Task description ▸
Where in the data below does the word "body" appear? Copy each line that holds it.

Given information ▸
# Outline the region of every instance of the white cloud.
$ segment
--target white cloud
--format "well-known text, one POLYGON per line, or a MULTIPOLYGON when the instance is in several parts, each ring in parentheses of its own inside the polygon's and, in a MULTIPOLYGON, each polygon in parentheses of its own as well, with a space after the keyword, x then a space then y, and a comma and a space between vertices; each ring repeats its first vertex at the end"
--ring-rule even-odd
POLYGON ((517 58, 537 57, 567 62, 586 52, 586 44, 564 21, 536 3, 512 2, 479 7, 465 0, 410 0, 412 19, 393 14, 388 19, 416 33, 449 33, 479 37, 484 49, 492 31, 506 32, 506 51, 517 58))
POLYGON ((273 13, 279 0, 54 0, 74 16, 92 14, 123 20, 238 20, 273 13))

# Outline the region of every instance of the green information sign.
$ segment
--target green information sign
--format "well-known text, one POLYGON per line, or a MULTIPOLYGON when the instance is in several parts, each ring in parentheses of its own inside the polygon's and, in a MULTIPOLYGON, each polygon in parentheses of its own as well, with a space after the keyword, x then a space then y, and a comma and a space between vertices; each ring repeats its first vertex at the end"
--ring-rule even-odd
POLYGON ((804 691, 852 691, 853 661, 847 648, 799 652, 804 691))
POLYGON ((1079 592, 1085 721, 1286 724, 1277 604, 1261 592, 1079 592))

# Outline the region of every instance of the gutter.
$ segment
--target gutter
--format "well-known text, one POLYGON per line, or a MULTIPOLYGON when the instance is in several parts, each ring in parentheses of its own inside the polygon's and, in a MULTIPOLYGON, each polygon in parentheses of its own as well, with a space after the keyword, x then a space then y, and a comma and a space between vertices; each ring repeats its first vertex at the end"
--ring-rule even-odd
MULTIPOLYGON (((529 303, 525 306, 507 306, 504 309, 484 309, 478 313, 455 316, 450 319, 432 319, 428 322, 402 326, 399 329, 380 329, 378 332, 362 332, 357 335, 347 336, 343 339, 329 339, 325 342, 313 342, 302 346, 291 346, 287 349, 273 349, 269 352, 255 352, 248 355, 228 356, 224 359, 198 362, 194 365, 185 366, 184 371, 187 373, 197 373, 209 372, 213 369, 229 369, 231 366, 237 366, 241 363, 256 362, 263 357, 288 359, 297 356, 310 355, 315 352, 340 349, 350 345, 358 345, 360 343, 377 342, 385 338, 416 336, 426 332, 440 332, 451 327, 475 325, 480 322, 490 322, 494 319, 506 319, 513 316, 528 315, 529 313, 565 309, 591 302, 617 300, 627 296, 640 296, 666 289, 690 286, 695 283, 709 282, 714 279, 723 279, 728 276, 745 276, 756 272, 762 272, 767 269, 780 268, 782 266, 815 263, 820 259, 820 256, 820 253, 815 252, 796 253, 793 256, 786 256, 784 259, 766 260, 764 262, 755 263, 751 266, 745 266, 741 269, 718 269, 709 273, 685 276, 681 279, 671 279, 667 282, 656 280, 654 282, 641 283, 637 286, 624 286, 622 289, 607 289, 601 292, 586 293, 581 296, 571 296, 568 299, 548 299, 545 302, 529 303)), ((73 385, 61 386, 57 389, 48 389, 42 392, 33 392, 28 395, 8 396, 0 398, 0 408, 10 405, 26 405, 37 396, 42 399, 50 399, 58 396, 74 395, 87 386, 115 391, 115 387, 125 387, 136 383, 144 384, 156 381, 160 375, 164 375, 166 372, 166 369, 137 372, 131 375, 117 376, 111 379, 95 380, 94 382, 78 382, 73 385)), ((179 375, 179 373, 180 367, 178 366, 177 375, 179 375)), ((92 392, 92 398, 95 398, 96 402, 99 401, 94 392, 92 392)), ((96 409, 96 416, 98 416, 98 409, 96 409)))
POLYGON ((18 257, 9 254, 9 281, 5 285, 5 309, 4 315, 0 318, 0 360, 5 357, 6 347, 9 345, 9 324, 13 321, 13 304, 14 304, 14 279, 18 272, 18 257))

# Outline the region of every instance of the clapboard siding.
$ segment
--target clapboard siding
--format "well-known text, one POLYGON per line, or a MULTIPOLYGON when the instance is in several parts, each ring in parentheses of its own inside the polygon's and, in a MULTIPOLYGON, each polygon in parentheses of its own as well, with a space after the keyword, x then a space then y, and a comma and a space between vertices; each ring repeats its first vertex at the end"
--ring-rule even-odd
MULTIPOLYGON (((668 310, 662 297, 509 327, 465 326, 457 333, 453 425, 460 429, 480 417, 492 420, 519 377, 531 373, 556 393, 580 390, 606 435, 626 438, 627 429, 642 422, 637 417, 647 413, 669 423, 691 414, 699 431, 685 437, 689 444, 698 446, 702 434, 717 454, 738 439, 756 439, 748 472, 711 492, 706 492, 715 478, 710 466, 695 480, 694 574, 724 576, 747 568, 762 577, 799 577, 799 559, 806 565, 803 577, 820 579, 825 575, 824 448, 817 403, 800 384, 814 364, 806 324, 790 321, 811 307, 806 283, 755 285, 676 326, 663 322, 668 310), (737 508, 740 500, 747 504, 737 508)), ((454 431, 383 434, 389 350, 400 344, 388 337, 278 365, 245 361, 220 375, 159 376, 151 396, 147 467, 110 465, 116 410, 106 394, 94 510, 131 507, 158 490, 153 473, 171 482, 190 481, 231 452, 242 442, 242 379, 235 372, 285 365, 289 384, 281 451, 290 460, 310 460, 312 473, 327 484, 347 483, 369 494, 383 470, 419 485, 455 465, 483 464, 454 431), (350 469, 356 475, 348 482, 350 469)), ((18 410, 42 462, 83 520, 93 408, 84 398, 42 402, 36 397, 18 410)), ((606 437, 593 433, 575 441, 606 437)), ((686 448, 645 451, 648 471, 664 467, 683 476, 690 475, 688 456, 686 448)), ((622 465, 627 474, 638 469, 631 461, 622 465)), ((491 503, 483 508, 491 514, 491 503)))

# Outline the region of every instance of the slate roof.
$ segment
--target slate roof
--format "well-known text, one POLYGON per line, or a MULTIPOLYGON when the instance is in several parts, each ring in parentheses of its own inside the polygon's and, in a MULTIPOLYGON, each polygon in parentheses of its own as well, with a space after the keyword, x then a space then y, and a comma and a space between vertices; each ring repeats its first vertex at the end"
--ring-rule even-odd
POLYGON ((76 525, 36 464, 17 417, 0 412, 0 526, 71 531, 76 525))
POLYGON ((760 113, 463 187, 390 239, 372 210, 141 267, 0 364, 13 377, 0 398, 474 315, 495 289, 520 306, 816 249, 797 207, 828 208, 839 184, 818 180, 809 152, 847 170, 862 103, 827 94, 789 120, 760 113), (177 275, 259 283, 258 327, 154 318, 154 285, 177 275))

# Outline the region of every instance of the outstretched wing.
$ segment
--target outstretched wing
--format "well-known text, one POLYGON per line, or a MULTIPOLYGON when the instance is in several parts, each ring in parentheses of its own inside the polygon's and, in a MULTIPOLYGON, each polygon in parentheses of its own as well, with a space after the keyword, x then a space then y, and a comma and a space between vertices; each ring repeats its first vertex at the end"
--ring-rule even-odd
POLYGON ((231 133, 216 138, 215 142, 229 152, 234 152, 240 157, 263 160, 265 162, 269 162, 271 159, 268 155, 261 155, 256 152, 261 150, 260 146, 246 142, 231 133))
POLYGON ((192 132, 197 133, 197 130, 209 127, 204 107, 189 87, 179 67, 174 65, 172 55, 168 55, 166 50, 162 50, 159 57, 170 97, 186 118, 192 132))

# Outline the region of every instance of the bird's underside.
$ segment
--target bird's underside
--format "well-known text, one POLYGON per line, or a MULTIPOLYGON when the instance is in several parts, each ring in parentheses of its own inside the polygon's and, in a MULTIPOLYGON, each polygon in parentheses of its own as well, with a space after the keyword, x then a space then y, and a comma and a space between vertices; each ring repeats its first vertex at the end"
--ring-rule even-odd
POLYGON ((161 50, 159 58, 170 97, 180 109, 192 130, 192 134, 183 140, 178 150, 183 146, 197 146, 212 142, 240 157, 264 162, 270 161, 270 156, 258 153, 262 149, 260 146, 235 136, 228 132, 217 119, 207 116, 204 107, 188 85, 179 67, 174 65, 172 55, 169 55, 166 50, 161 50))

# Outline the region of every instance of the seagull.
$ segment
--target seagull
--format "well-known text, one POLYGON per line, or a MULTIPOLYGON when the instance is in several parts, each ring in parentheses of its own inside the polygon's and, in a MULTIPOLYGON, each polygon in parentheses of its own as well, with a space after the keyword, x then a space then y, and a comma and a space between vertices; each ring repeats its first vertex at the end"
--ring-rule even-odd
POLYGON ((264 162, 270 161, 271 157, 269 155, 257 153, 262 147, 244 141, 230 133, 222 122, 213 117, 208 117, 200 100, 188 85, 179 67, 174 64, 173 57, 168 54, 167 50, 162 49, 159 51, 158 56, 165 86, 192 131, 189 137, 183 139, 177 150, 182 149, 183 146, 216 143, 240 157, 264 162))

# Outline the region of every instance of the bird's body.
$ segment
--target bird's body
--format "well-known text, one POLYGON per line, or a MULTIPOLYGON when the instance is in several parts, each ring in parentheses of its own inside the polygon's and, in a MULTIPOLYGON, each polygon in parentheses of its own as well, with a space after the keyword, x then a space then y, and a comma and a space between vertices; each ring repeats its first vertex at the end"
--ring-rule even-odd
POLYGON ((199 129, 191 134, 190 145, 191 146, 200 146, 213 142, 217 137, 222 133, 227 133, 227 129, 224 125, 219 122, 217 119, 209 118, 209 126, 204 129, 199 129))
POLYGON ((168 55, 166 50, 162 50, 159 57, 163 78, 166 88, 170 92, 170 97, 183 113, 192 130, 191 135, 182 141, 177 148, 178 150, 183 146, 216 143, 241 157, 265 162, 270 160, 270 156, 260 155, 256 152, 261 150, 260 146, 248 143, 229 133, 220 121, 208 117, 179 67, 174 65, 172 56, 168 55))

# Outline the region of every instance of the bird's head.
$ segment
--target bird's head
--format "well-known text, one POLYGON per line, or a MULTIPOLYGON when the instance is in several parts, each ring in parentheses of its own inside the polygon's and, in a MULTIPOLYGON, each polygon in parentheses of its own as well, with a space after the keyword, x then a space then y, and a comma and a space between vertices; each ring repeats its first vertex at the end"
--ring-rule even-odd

Result for this exercise ▸
# Outline the region of every instance of the bird's body.
--target bird's body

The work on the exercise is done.